*** Opening of SUPPLIED PASSAGE ***

Sheldon J. Sperling, United States Attorney, Cheryl Triplett, Assistant United States Attorney, Tina M. Waddell, Regional Chief Counsel, Region VI, Michael McGaughran, Deputy Regional Chief Counsel, Region VI, and Michelle M. Montemayor, Assistant Regional Counsel, Social Security Administration, Office of the General Counsel, Region VI, Dallas, Texas, for Defendant-Appellee.
Claimant brought suit in federal court and the district court affirmed the agency's denial of benefits. This appeal followed. We have jurisdiction pursuant to 28 U.S.C. § 1291 and 42 U.S.C. § 405(g). Our review, however, is limited to evaluating whether the factual findings are supported by substantial evidence in the record as a whole and whether the correct legal standards were applied. See Goatcher v. United States Dep't of Health & Human Servs., 52 F.3d 288, 289 (10th Cir. 1995). Substantial evidence is "such relevant evidence as a reasonable mind might accept as adequate to support a conclusion." Richardson v. Perales, 402 U.S. 389, 401 (1971) (quotation omitted). In determining whether substantial evidence exists to support the ALJ's decision, we will not reweigh the evidence. Castellano v. Sec'y of Health & Human Servs., 26 F.3d 1027, 1028 (10th Cir. 1994).

*** Close of SUPPLIED PASSAGE ***

→ ASSIGNMENT A:
Write out the part of the court opinion excerpt between "Sheldon J. Sperling, United" and "Texas, for Defendant-Appellee.", inclusive.
→ ASSIGNMENT B:
Answer these questions from the court opinion excerpt:
(i) What city and state are given for the Social Security Administration's Region VI Office of the General Counsel?
(ii) Which two statutes does the court cite for its jurisdiction?
(iii) Which case is cited for the point that the court will not reweigh the evidence?
→ ASSIGNMENT C:
Continue the court opinion excerpt, starting right after its last sentence.
The lines after this come from a different source than the court opinion excerpt.

*** Opening of DATA FOR REVIEW ***

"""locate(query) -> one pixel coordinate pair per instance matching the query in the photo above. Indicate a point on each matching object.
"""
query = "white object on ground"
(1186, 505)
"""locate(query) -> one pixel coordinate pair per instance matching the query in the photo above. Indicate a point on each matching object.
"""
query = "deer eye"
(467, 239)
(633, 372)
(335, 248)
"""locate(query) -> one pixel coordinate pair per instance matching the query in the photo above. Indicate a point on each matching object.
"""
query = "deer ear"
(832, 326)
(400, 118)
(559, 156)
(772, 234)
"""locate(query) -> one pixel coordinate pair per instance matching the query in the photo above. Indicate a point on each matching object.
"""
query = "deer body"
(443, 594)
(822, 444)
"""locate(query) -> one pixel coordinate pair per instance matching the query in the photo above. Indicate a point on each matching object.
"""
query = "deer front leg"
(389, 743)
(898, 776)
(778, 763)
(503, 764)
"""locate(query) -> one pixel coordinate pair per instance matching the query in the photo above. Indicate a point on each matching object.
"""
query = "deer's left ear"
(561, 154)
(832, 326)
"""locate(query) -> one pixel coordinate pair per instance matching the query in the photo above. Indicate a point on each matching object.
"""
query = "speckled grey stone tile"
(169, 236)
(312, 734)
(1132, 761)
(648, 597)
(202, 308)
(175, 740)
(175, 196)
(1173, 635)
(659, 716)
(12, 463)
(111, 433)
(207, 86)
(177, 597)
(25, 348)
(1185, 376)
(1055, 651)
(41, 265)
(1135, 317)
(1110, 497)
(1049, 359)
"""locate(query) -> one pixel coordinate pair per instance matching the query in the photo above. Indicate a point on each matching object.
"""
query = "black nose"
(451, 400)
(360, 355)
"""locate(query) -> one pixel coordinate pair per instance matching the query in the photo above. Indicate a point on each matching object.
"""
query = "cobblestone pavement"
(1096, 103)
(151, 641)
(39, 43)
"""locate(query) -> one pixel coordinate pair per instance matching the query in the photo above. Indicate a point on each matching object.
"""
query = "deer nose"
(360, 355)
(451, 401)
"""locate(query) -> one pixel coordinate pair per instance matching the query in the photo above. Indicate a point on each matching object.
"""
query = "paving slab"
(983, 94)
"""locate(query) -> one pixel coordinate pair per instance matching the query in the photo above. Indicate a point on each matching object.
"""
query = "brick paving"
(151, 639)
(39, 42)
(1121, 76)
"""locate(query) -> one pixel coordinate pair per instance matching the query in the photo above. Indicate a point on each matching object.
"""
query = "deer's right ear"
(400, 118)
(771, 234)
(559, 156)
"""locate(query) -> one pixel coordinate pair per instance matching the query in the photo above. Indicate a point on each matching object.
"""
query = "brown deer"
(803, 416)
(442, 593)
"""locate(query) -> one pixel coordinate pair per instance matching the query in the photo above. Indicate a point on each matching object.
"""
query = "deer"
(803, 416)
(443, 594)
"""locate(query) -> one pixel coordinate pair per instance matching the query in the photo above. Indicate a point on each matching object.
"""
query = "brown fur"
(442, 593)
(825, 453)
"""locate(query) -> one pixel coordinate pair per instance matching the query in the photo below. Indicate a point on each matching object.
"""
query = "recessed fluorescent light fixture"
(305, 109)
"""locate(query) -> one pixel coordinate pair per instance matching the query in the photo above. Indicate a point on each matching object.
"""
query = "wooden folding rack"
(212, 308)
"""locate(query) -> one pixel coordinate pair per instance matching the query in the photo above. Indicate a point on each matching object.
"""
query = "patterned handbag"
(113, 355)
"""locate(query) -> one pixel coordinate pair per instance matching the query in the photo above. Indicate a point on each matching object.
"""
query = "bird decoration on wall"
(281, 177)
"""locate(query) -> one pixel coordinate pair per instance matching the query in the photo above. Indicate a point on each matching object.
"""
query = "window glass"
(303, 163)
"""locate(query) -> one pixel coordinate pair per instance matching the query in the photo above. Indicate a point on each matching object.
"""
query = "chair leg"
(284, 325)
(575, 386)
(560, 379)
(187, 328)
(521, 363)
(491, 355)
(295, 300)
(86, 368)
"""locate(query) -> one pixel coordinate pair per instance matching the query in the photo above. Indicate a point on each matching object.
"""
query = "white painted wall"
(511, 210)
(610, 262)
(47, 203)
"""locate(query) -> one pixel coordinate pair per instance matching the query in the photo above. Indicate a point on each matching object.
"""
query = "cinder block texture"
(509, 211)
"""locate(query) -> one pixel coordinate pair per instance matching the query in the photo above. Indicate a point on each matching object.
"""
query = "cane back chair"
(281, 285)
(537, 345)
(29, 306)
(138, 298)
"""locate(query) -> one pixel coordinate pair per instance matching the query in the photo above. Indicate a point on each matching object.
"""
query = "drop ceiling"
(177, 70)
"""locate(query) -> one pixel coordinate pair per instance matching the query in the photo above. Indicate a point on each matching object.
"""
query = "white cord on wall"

*** Close of DATA FOR REVIEW ***

→ WRITTEN REPLY A:
Sheldon J. Sperling, United States Attorney, Cheryl Triplett, Assistant United States Attorney, Tina M. Waddell, Regional Chief Counsel, Region VI, Michael McGaughran, Deputy Regional Chief Counsel, Region VI, and Michelle M. Montemayor, Assistant Regional Counsel, Social Security Administration, Office of the General Counsel, Region VI, Dallas, Texas, for Defendant-Appellee.

→ WRITTEN REPLY B:
(i) Dallas, Texas
(ii) 28 U.S.C. § 1291 and 42 U.S.C. § 405(g)
(iii) Castellano v. Sec'y of Health & Human Servs., 26 F.3d 1027, 1028 (10th Cir. 1994)

→ WRITTEN REPLY C:
I.
Claimant raises four arguments on appeal. First, she challenges the ALJ's RFC assessment as conclusory and lacking the support of substantial evidence in the record. We agree that the lack of analysis accompanying the ALJ's RFC determination is troubling; we have urged ALJs to include reasoning in their decisions to make appellate review not only possible but meaningful. See Barnett v. Apfel, 231 F.3d 687, 689 (10th Cir. 2000). However, our careful review of the record on appeal in light of the deferential appellate standard leads us to conclude that substantial evidence in the record supports the ALJ's RFC determination in this particular case.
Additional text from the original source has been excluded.